Travail demandé:
- A) D'après le texte sur le parcours de Nathalie Six Bavay, pourquoi a-t-elle choisi l'école militaire plutôt qu'une école civile ? Répondez en une à trois phrases.
- B) Répondez à ces questions à partir du texte sur le parcours de Nathalie Six Bavay :
(i) En quelle année a-t-elle obtenu son diplôme d'État ?
(ii) Dans quelle ville se trouve l'Hôpital d'instruction des armées Begin ?
(iii) Dans quel hôpital est-elle mutée une fois devenue Iade ?
- C) Prolongez le texte sur le parcours de Nathalie Six Bavay à partir de sa dernière phrase.

Bloc de texte:
Des maladies infectieuses à l’anesthésie

Diplômée d’État en 1991, Nathalie Six Bavay a fait partie de la dernière promotion du Centre d’instruction des infirmières militaires (CIIM) de Paris. « J’ai aussi passé avec succès les concours civils, mais j’ai choisi l’école militaire car c’était une toute petite promotion d’étudiants en soins infirmiers. Par ailleurs, c’était la seule école à rémunérer ses étudiants », précise-t-elle. Elle considère avoir la chance de bénéficier d’une formation initiale dans des conditions plus qu’idéales. « La dernière année, nous étions seulement treize étudiants dans la promotion », continue-t-elle.

À l’issue de sa formation, elle est affectée dans le service des maladies infectieuses et tropicales de l’Hôpital d’instruction des armées Begin, à Saint-Mandé (94). Nous sommes à cette époque en pleine épidémie de sida. « J’ai adoré le travail au sein de ce service, mais c’était vraiment difficile pour une jeune infirmière, se rappelle-t-elle. Il y avait beaucoup de décès, des personnes encore plus jeunes que je ne l’étais à l’époque. »

Au bout de deux ans, Nathalie Six Bavay demande à changer de service. Elle travaille alors plusieurs mois en ORL avant d’être mutée à l’hôpital militaire Sainte-Anne de Toulon. Cette fois-ci, c’est elle qui choisit son service d’affection, en l’occurrence le service de réanimation polyvalente de l’hôpital militaire. Elle y reste deux années puis passe le concours pour devenir Iade.

Elle suit alors la formation au Centre d’instruction des infirmiers anesthésistes diplômés d’État (CIIADE) de Toulon. « Je me suis aperçue que j’aimais vraiment les soins techniques infirmiers. D’autant plus qu’il m’était de plus en plus difficile d’être confrontée à la mort. En anesthésie, il n’y pas le même attachement affectif. Ce choix de devenir Iade, c’était certes pour évoluer dans ma carrière, mais également pour me protéger », reconnaît-elle.

Un épanouissement professionnel

Iade, Nathalie Six Bavay est alors mutée à l’Hôpital d’instruction des armées du Val-de-Grâce à Paris. « Ce sont mes plus belles années professionnelles, je me suis épanouie dans ce service », dit-elle aujourd’hui. Elle travaille au bloc en qualité d’infirmière anesthésiste référente en neurochirurgie puis en chirurgie vasculaire et viscérale. Elle se souvient de conditions de travail extraordinaires, d’une hygiène irréprochable, d’une équipe solidaire, d’un cadre infirmier humain et professionnel, soucieux du bien-être de son personnel autant que de l’activité de son service et de la prise en charge des patients.

(Données recueillies)
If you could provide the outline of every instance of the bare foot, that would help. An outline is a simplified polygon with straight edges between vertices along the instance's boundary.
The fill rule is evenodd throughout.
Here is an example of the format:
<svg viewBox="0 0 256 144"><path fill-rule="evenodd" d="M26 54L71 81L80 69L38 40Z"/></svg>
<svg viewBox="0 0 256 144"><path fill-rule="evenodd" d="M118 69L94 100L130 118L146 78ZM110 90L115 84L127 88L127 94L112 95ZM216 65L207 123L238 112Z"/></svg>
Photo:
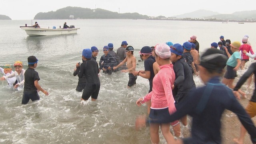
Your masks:
<svg viewBox="0 0 256 144"><path fill-rule="evenodd" d="M233 139L233 141L234 141L236 144L243 144L243 142L239 142L238 139L237 138L235 138Z"/></svg>
<svg viewBox="0 0 256 144"><path fill-rule="evenodd" d="M146 127L146 116L144 115L139 116L136 119L135 121L135 128L136 130Z"/></svg>

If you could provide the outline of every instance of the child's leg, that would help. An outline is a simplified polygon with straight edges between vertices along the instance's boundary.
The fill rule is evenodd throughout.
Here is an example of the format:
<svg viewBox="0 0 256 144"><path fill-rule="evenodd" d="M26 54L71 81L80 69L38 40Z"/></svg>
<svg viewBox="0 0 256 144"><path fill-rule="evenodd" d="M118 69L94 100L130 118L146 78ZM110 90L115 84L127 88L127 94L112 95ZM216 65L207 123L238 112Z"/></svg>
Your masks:
<svg viewBox="0 0 256 144"><path fill-rule="evenodd" d="M248 85L247 88L250 88L250 86L251 85L251 83L252 83L252 76L253 76L253 74L252 74L251 76L248 78Z"/></svg>
<svg viewBox="0 0 256 144"><path fill-rule="evenodd" d="M244 65L245 64L245 63L246 62L246 61L245 60L241 60L241 69L243 70L244 68Z"/></svg>
<svg viewBox="0 0 256 144"><path fill-rule="evenodd" d="M146 103L147 106L148 106L148 114L149 114L149 113L150 112L150 107L151 107L151 101L148 101Z"/></svg>
<svg viewBox="0 0 256 144"><path fill-rule="evenodd" d="M175 142L175 140L170 131L170 123L161 124L161 130L167 144L173 144Z"/></svg>
<svg viewBox="0 0 256 144"><path fill-rule="evenodd" d="M186 115L181 118L180 119L180 121L184 126L186 126L188 124L188 122L187 120L187 115Z"/></svg>
<svg viewBox="0 0 256 144"><path fill-rule="evenodd" d="M241 126L241 128L240 130L240 136L238 138L235 138L233 139L233 140L236 142L237 144L242 144L244 143L244 136L246 133L246 130L244 128L243 125Z"/></svg>
<svg viewBox="0 0 256 144"><path fill-rule="evenodd" d="M150 124L150 138L152 144L159 143L159 130L160 124L151 123Z"/></svg>
<svg viewBox="0 0 256 144"><path fill-rule="evenodd" d="M229 79L227 79L225 78L223 78L222 80L222 83L225 84L225 85L227 85L229 82Z"/></svg>

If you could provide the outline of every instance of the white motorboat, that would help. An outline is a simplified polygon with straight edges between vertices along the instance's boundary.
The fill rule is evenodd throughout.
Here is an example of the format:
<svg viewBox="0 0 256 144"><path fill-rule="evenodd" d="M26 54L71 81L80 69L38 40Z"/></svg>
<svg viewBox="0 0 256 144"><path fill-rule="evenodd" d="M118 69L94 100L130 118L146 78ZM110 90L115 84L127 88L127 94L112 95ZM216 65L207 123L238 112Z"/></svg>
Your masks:
<svg viewBox="0 0 256 144"><path fill-rule="evenodd" d="M22 30L25 30L29 36L46 36L60 34L76 34L77 30L80 28L34 28L32 26L20 26ZM71 26L70 26L71 27Z"/></svg>

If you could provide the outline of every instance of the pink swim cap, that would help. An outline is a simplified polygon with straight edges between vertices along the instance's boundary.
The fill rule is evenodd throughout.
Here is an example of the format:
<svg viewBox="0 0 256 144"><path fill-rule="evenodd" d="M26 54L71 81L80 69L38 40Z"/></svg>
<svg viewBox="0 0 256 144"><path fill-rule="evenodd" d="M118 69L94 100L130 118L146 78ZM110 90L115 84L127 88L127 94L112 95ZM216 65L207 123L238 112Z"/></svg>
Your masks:
<svg viewBox="0 0 256 144"><path fill-rule="evenodd" d="M170 47L165 44L159 44L156 45L155 52L162 58L168 58L171 57Z"/></svg>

Vos réponses:
- A) Elle a choisi l'école militaire parce que la promotion d'étudiants en soins infirmiers y était toute petite. C'était aussi la seule école qui payait ses étudiants.

- B)
(i) En 1991.
(ii) À Saint-Mandé (94).
(iii) À l'Hôpital d'instruction des armées du Val-de-Grâce, à Paris.

- C)
Cinq ans plus tard, le mari de Nathalie, également militaire, est muté dans le sud de la France. Elle décide alors de quitter le service de santé des armées. La famille s’installe dans le Lubéron, où Nathalie est recrutée dans un centre hospitalier du Vaucluse. Et là, elle découvre avec stupéfaction une toute autre façon de travailler. « Au Val-de-Grâce, nous n’utilisions que du matériel à usage unique. Mais, dans ce petit hôpital de province, nous devions encore nous contenter de champs en tissu, par exemple, s’émeut-elle. Une telle disparité de soins m’a vraiment déconcertée. »

Devant ces conditions de travail, elle préfère quitter l’établissement au bout d’un an pour un nouveau poste dans un pôle privé public d’un autre hôpital du département. Elle retrouve enfin une manière de travailler plus conforme à ses aspirations. Mais son mari est de nouveau muté dans une autre ville, à Angers. Et la surprise est de taille pour Nathalie, qui ne trouve aucun poste d’infirmière anesthésiste. Après quelques mois de chômage, une situation qu’elle vit très difficilement, elle obtient un poste en clinique. Mais elle a du mal à supporter l’état d’esprit du secteur privé, la notion de patientèle et surtout de rentabilité. « Cela peut entraîner des glissements de tâches qui sont contraires à notre décret de compétence infirmier », estime-t-elle.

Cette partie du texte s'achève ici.